▶ **Problems to work on**
• 1. List every role the passage on perfection below attributes to Raz.
• 2. Carry the passage on perfection and the perfect tense forward from its final sentence.

▶ **Extract**
.....

I didn't argue. Raz is a quantum physicist, priest, philosopher, musician and poet: I do not pretend to understand him even half the time. I was just grateful he wasn't upset with me.

I'm a writer (hey – you knew that, didn't you?) and so grammar is one of the tools of my trade. The perfect tense in grammar refers to the present statement of an action in the past. For instance, "I have painted this picture." The action of painting took place some time ago. The word perfect, in this case carries the Latin meaning of completed or finished. There are also the forms of pluperfect (or past perfect): "I had painted this picture," and future perfect: "I will have painted this picture." In all cases the picture is a completed and finished work of art. Whether it is varnished, framed and ready to hang in an art gallery with a fabulous price tag is not part of the discussion; the fact it is finished is what makes it perfect.

Maybe I am trespassing into Lex's area of expertise here, but I like to think that we are all working on ourselves – constantly seeking to improve ourselves. We are in fact, working on becoming perfect. Absolute perfection seems unachievable, like infinity: all we can do is "tend toward" it (as I remember from my old A-level Mathematics days).

Our problem arises when we demand absolute perfection right here, right now, in our current time. We want to be proudly exhibiting perfection, just like that painting. And every mistake we make devastates us emotionally because it ruins perfection absolutely.

.....

▶ **Collected data**

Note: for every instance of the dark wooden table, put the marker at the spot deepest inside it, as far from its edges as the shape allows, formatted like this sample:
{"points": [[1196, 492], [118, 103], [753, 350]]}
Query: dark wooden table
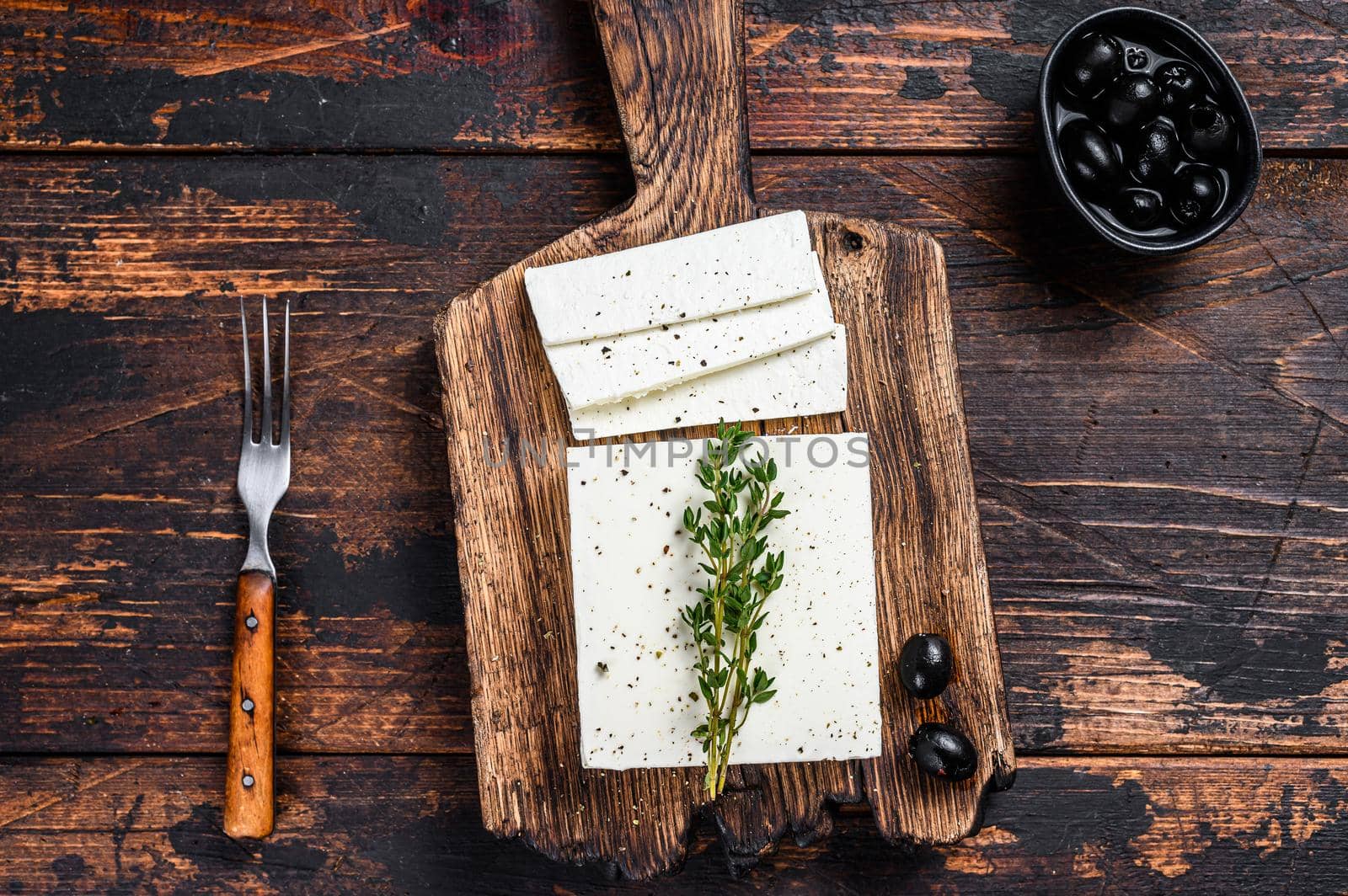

.....

▶ **Outputs**
• 1. quantum physicist, priest, philosopher, musician, poet

• 2.
We could accept the present tense: I am painting this picture. But this present imperfect tense carries no sense of completion: we could be painting that picture for ever more, and never get beyond the background and a few squiggles that might – or might not – be trees.

Instead I like the future perfect tense: I will have painted this picture. I will have become perfect.

I don't understand time as Raz does; quasi time is his particular field, and I didn't get past chapter 3 of Stephen Hawking's Brief History of it, but I'm willing to accept that time is much more complex than I could possibly imagine.

So just maybe, we are all completely perfect, both in the future and right now. Any mistakes we make are just part of the present process of becoming perfect.

You know - I think I can live with that. Even if I don't quite understand it.

Mary

A Moodscope member.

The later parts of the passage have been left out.